Data section:
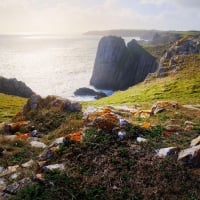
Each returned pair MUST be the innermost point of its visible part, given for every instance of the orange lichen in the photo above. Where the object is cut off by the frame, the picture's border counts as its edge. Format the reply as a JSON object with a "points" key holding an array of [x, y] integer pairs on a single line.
{"points": [[75, 136], [22, 136], [146, 125]]}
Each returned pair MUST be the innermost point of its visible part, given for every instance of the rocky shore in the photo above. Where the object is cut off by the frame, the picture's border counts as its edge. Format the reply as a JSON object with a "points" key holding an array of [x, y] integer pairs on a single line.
{"points": [[14, 87]]}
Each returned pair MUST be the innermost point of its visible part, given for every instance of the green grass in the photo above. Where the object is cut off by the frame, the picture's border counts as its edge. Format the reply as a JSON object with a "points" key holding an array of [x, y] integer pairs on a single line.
{"points": [[9, 106], [183, 86]]}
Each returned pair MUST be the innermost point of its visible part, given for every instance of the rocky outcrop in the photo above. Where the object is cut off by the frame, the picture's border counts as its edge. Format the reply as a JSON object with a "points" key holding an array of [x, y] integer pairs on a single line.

What you will do: Would you please reproduce every line from the one containing "the rocky shore" through the final line of the listing, and only those lines?

Finished exercise:
Each returned pair MUST be the innermost point of its visible part, given for every instance of the rocky shore in the photo above. Where the object is cut off by the frame, the picture's border counts as its edge. Format the reply as a JSON object with a "points" key holding an array of [x, y] integer pairs on a single line.
{"points": [[14, 87]]}
Each returned pair MUST be the innermost point of its visible part, given for every instance of the green grass in the photo above. Where the object is cut off by the frame, the picture's border counts as its edge. Format the reply as a JSON object with a "points" key holding an array of [x, y] integer pairs on a single line.
{"points": [[9, 106], [183, 86]]}
Each returned pair MUST be the innermost point of its visible part, given for every instance of the rocky outcrop in the photo above. Where the object is cut off by the frame, the picture's border counts as its edge. Format the reply as a JSON object with a "points" key holding an array of [x, y] integer pairs on a single line.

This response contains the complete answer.